→ **MATERIAL FOR THE TASK**:
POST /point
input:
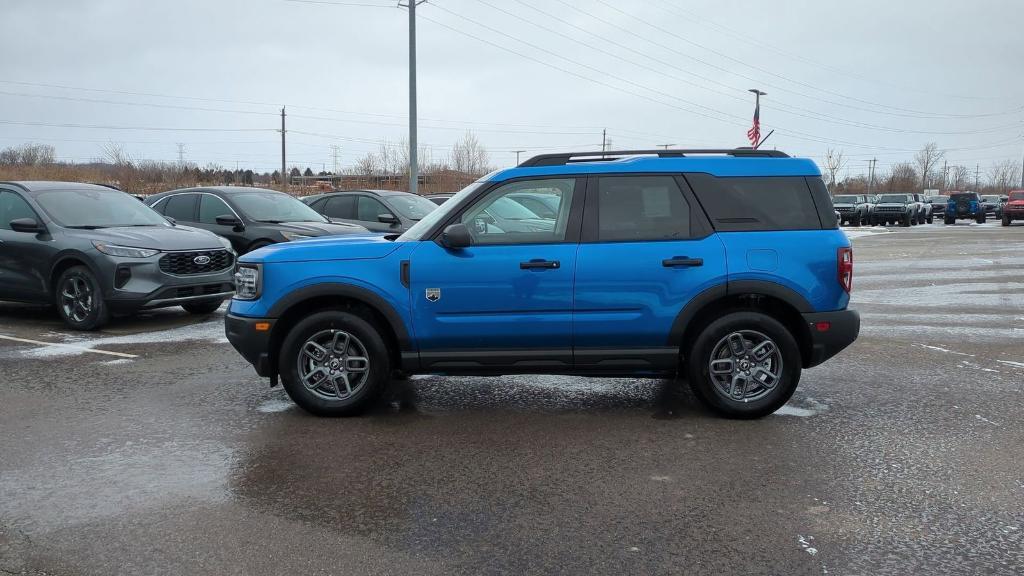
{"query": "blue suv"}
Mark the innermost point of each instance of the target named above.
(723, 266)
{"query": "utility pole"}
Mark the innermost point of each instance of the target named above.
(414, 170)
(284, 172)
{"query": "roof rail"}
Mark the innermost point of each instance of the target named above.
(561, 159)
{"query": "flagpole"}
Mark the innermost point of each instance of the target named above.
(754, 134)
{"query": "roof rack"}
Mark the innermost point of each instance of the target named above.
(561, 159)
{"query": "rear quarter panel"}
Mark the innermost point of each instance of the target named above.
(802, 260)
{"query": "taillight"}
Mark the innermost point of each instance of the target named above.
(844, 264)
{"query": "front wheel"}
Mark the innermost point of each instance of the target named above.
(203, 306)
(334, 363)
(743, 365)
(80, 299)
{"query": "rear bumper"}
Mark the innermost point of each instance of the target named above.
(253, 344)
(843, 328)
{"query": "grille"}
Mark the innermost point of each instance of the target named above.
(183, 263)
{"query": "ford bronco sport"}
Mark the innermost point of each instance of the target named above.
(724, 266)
==
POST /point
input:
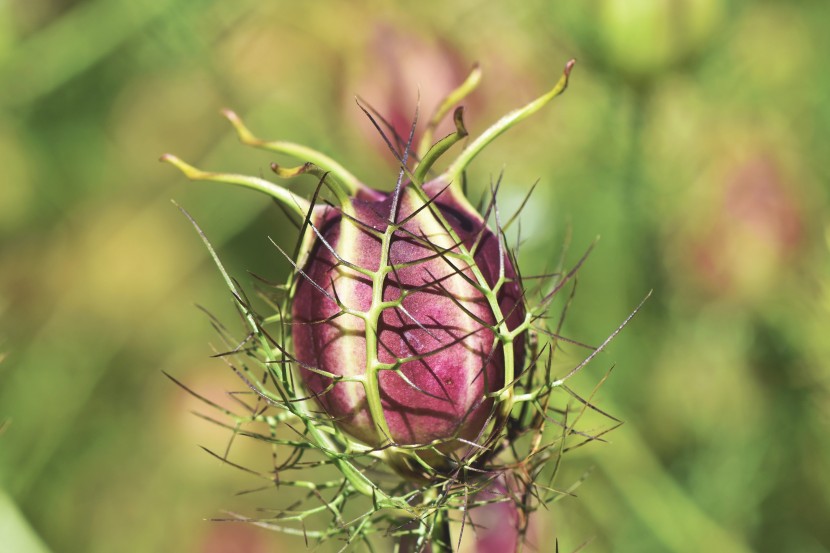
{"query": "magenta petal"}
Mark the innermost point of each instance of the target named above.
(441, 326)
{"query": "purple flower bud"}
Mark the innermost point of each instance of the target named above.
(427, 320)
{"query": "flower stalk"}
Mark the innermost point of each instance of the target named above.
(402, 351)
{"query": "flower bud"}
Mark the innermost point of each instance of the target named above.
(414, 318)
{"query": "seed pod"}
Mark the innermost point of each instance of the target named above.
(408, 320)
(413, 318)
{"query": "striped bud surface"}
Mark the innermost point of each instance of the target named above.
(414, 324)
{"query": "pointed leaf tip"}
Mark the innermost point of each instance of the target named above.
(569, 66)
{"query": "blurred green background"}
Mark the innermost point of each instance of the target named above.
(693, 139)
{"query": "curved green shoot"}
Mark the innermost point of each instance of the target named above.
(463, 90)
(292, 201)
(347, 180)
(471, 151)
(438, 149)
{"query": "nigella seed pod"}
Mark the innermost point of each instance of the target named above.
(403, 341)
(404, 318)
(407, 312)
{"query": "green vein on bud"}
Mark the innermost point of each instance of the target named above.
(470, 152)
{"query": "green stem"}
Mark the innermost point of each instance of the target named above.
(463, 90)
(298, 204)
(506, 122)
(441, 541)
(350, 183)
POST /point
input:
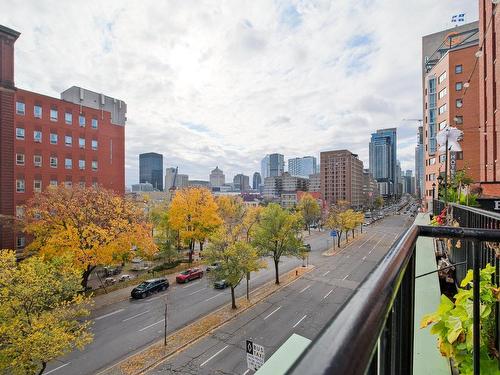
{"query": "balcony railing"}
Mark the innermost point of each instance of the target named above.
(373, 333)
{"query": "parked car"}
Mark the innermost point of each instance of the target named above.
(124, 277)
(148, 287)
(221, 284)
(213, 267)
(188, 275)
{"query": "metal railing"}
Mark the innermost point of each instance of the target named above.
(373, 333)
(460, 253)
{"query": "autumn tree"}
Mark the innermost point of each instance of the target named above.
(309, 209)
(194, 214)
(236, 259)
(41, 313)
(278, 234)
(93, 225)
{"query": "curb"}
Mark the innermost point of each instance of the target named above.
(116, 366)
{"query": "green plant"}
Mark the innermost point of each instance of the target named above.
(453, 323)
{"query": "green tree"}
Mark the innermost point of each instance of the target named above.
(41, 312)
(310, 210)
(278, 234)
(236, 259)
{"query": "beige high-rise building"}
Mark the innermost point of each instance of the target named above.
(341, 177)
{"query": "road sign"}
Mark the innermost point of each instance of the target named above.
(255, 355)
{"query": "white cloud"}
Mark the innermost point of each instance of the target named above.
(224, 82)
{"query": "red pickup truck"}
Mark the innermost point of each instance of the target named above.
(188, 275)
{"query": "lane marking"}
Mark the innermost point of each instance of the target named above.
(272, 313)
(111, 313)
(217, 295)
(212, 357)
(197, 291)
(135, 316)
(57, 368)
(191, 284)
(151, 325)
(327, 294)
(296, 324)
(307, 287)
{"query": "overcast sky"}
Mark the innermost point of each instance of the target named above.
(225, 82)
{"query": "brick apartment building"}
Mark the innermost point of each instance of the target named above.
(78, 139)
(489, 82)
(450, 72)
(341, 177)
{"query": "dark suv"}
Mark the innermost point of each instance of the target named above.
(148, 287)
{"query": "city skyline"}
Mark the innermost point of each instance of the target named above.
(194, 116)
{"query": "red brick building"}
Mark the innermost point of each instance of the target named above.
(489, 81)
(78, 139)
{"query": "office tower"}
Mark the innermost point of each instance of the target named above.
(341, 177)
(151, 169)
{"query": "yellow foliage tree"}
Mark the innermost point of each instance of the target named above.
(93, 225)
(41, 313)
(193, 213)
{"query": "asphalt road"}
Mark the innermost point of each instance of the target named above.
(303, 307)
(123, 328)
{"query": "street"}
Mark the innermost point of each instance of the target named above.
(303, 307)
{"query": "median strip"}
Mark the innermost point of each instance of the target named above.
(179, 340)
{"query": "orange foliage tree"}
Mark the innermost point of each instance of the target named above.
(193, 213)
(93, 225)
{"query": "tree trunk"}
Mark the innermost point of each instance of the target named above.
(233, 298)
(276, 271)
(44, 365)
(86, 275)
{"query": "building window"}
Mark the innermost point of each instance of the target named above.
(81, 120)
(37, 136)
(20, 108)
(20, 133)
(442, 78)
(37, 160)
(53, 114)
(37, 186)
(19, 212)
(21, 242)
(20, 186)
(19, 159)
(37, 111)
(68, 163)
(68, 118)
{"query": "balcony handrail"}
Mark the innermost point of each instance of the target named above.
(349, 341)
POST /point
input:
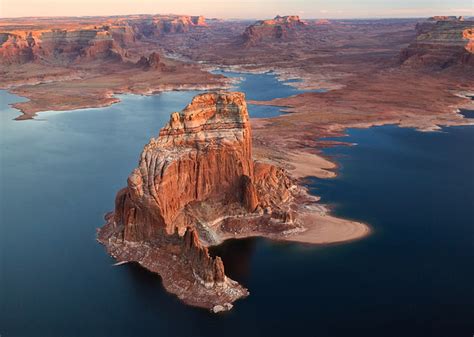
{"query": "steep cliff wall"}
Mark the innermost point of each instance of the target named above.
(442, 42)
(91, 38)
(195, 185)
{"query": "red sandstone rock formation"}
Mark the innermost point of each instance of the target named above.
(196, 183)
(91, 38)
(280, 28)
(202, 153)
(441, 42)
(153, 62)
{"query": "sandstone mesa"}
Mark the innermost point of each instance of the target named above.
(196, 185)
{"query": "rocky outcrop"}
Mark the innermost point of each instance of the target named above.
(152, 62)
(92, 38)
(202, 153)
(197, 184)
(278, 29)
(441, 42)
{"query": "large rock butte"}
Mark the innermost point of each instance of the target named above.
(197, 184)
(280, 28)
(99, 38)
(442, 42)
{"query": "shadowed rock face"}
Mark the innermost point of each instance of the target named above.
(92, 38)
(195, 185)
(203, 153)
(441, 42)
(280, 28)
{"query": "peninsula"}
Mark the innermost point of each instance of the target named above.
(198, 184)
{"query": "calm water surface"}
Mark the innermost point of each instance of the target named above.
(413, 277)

→ **WRITTEN INSTRUCTION**: Determine how many lines of the material above contain the string "green" and reply with that number alone. Uppercase and lowercase letters count as different.

→ **OUTPUT FOR THIS EXERCISE**: 6